■ **YOUR TASK**
All the data below goes into the copy word for word, but the pictures don't.

■ **RECORDS FOR THIS EXERCISE**
◆ ◆ ◆ ◆
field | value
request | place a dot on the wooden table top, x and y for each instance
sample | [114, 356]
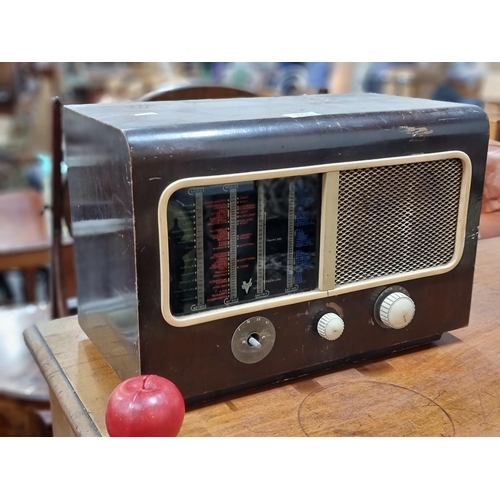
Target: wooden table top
[24, 239]
[448, 388]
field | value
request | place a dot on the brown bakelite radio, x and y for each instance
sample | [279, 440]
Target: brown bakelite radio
[231, 243]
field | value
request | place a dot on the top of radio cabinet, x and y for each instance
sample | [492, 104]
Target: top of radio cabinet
[141, 115]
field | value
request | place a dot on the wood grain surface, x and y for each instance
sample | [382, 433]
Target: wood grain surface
[24, 394]
[448, 388]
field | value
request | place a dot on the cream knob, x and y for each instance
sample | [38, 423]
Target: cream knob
[330, 326]
[397, 310]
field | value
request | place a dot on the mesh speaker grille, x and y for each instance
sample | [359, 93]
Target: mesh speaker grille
[396, 219]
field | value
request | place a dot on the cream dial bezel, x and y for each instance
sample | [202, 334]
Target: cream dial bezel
[327, 244]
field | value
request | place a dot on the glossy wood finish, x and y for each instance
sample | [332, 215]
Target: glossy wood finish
[449, 388]
[122, 157]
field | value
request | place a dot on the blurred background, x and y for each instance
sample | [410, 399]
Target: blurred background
[26, 90]
[28, 198]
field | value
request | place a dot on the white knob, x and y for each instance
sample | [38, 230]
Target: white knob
[330, 326]
[397, 310]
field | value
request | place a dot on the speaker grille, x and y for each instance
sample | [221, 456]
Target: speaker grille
[396, 219]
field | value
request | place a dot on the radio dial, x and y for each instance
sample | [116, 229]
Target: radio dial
[397, 310]
[330, 326]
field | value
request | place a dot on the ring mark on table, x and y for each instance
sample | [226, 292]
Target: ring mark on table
[370, 408]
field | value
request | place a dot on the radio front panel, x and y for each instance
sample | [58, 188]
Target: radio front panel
[249, 242]
[229, 244]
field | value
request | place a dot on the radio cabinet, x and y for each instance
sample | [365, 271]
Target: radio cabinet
[226, 244]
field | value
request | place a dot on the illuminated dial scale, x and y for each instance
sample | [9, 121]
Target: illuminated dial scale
[233, 243]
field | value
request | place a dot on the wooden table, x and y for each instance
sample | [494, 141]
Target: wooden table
[24, 239]
[24, 394]
[449, 388]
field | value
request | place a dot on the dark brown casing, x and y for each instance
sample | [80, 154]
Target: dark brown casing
[122, 156]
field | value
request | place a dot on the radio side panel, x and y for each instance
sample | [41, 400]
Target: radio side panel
[199, 358]
[99, 180]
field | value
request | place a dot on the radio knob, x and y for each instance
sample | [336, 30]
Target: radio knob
[397, 310]
[330, 326]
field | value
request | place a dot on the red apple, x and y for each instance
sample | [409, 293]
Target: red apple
◆ ◆ ◆ ◆
■ **RESULT FOR THIS TASK**
field | value
request | place a dot on the wooden table top, x and y for each instance
sample | [114, 356]
Target: wooden table top
[24, 239]
[448, 388]
field | value
request | place a dot on the brown bakelite radio, x and y for each instance
sample | [279, 440]
Target: brown bakelite radio
[231, 243]
field | value
request | place a dot on the top of radio cabinet, x and y for each instance
sample | [492, 104]
Target: top of radio cabinet
[141, 115]
field | value
request | place a dot on the wood grain surface, x and y for each instance
sample | [382, 433]
Target: wood grain surface
[24, 394]
[448, 388]
field | value
request | place a dot on the cream knob, x and y for each instance
sample | [38, 423]
Target: cream knob
[330, 326]
[397, 310]
field | value
request | place a dot on the mesh speaker grille, x and y for each instance
sample | [359, 93]
Target: mesh speaker grille
[396, 219]
field | value
request | place a dot on the cream dial bezel, x and y for each instance
sample | [202, 334]
Target: cream dial bezel
[327, 244]
field | value
request | place a dot on the glossy wood finish, x and y for each instance
sample | [332, 215]
Target: glossy wood finish
[449, 388]
[122, 157]
field | value
request | place a dot on the blurred background, x and y for each instance
sample | [410, 399]
Target: blurred background
[26, 90]
[28, 198]
field | value
request | place a dot on the white knob, x and y for each instance
sample | [38, 230]
Target: white knob
[330, 326]
[397, 310]
field | value
request | place a dot on the speaker grille, x and y for each instance
sample | [221, 456]
Target: speaker grille
[396, 219]
field | value
request | place a dot on the radio dial, x and y for each instance
sample | [116, 229]
Target: radio dial
[397, 310]
[330, 326]
field | value
request | place a dot on the ring mark on table, x and y for each instance
sample | [226, 292]
Target: ring mark on table
[370, 408]
field | value
request | place a dot on the radio front panel, x and y for each instance
sample | [58, 188]
Target: radio front panel
[249, 242]
[229, 244]
field | value
request | place a dot on the radio cabinet, x and y for each instance
sample | [365, 271]
Target: radio cabinet
[226, 244]
field | value
request | place a dot on the illuminated dial scale, x and y for each instance
sample | [9, 121]
Target: illuminated dial scale
[233, 243]
field | value
request | place a dot on the wooden table, x and y for each instance
sample | [494, 141]
Target: wooden table
[24, 239]
[24, 394]
[449, 388]
field | value
request | place a dot on the dark brown casing, x and y for each instance
sample | [80, 154]
Target: dark brown casing
[122, 156]
field | value
request | place a dot on the radio side panel, x and y for each instance
sample | [41, 400]
Target: radio side panel
[199, 358]
[99, 180]
field | value
request | place a dot on the radio knob, x and y for each instance
sample | [336, 30]
Target: radio knob
[397, 310]
[330, 326]
field | value
request | place a dot on the red apple, x and y for each instance
sample | [409, 293]
Target: red apple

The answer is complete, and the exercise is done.